• What is required: In the entries below, find each line where the word "chest" appears and give only the total count of such lines.

---------- Material shown

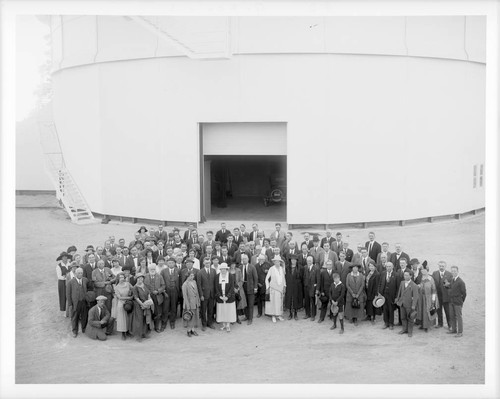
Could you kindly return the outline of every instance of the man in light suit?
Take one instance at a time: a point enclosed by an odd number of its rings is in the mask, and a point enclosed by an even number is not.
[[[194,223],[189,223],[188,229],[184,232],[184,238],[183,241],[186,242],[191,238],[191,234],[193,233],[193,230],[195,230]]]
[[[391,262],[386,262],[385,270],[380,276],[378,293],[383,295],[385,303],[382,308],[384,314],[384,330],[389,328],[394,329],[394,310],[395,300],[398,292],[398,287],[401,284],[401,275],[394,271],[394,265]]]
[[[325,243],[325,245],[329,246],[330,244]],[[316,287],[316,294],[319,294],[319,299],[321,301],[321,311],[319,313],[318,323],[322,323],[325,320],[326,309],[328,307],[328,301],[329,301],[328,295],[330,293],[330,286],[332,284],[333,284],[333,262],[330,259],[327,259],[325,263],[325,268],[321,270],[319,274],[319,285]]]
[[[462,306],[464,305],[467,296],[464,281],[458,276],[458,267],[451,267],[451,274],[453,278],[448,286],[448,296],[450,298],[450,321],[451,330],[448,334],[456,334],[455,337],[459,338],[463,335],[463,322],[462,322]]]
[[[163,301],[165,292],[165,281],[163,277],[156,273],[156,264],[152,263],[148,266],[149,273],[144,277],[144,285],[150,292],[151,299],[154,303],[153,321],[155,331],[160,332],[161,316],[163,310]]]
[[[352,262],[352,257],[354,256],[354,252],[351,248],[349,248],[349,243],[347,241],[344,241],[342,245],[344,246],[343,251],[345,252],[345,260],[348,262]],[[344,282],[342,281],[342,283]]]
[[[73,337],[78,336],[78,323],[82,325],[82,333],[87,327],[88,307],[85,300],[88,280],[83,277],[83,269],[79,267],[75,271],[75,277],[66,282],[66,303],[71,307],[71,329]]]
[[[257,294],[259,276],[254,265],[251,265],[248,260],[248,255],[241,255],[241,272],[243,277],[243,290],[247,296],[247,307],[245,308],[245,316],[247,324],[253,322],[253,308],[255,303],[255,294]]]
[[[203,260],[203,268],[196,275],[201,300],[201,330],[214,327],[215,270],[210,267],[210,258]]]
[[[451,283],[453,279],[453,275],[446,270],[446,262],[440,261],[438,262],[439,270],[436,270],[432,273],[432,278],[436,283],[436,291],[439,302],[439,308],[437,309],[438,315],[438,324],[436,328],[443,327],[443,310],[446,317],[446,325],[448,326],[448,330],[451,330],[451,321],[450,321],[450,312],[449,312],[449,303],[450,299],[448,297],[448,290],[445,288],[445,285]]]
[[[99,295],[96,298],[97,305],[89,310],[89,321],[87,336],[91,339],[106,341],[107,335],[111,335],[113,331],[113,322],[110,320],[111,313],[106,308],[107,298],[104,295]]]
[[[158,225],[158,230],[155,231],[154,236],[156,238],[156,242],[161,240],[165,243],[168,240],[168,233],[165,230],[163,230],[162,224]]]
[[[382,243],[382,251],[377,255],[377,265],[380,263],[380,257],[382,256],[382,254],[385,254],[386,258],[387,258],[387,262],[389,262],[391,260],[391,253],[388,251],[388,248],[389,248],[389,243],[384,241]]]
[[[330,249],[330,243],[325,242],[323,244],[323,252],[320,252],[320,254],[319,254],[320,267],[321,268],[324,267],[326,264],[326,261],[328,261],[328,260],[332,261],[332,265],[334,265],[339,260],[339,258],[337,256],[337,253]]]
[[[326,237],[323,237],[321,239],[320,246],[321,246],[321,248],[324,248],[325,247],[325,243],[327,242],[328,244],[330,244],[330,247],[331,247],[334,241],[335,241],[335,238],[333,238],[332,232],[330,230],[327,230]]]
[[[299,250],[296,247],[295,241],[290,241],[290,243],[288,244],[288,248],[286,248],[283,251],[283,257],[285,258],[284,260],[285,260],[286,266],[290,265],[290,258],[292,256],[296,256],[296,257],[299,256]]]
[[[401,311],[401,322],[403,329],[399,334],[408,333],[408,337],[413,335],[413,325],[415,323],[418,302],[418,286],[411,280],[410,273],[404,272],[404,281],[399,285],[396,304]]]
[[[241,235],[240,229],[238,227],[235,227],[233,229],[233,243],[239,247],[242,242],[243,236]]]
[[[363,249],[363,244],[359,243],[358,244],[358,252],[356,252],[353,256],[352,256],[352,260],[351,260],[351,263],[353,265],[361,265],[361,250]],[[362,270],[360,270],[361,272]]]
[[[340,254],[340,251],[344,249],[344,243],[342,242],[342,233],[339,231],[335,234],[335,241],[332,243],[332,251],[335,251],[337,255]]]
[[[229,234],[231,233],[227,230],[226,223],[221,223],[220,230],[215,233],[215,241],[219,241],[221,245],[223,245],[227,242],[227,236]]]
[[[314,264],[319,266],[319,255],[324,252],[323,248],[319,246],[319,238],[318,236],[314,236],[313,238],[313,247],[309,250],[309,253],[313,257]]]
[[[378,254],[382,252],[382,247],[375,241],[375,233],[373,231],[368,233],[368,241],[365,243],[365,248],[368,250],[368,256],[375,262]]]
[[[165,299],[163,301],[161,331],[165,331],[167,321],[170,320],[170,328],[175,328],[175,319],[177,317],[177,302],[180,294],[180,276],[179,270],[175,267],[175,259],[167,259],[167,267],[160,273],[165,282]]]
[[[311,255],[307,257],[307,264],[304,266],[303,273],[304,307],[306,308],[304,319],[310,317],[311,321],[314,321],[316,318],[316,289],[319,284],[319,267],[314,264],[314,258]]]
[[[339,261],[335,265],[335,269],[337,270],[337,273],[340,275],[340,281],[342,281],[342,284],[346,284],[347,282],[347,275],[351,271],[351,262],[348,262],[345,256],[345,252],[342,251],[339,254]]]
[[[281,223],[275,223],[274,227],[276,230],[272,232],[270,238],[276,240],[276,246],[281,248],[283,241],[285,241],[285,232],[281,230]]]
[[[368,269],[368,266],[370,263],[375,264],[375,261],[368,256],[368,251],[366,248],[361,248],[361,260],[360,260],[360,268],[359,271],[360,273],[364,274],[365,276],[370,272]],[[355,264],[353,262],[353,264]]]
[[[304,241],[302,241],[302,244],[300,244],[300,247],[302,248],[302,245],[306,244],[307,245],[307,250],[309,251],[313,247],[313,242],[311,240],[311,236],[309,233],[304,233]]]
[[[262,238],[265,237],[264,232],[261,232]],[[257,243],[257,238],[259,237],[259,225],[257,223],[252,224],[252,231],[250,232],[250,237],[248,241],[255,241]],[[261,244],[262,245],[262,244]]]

--------------------
---------- Material shown

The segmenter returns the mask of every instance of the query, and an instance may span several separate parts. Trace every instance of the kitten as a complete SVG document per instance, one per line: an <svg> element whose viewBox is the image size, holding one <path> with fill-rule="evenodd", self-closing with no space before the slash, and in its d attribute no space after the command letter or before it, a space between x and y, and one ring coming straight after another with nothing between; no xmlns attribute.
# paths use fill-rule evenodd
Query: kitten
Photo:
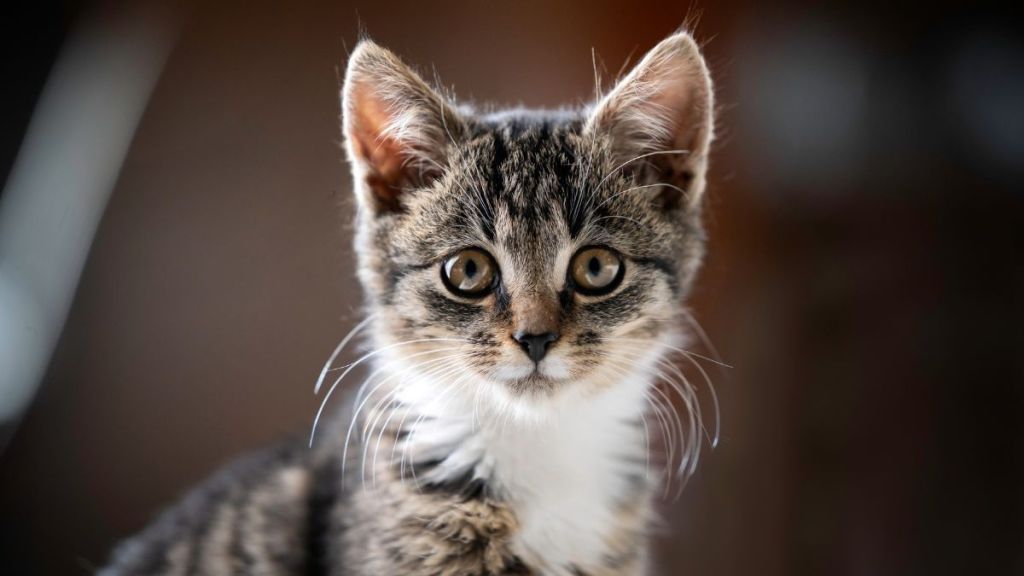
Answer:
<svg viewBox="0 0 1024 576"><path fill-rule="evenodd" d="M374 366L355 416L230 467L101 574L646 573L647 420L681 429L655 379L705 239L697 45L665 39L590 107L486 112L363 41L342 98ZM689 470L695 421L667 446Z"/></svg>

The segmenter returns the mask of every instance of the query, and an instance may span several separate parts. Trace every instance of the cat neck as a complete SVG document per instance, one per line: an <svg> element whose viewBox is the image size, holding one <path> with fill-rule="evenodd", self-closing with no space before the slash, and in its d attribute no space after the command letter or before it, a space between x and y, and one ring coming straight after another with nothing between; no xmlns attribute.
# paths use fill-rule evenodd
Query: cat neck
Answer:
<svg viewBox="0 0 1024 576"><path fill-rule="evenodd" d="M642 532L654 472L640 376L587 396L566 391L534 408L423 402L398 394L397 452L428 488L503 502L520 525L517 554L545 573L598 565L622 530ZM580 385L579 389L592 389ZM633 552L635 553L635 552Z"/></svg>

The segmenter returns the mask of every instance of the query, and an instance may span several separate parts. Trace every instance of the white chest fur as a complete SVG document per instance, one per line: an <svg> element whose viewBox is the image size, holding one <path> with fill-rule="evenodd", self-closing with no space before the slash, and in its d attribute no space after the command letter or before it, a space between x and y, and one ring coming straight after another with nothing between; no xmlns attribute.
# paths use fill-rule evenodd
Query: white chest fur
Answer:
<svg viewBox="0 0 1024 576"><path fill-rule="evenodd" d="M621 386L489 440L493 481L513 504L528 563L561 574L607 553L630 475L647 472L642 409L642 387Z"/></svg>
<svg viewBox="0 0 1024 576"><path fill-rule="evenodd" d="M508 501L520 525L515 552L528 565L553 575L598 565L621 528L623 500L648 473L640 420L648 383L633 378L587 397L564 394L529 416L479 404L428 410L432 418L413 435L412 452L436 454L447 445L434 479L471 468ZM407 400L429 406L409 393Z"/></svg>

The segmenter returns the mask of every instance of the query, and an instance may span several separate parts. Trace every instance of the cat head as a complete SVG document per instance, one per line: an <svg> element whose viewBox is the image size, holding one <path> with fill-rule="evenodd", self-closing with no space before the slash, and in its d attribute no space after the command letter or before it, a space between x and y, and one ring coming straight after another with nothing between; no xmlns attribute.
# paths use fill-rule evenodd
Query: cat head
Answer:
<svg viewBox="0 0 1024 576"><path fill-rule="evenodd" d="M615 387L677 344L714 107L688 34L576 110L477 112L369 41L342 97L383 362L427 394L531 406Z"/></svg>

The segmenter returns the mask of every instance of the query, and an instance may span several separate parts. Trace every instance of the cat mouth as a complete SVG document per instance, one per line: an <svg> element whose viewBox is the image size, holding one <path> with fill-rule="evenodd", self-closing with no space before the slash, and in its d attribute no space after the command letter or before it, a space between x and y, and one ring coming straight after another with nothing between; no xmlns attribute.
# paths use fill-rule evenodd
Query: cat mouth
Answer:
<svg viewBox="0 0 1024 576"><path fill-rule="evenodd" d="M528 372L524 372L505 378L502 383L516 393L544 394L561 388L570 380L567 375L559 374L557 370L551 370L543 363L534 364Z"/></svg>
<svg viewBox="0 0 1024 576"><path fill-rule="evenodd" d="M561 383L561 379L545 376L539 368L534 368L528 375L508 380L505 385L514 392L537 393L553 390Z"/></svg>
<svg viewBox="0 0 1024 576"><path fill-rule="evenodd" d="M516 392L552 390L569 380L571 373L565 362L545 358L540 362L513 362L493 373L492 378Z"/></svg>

--------------------

• Answer area: 2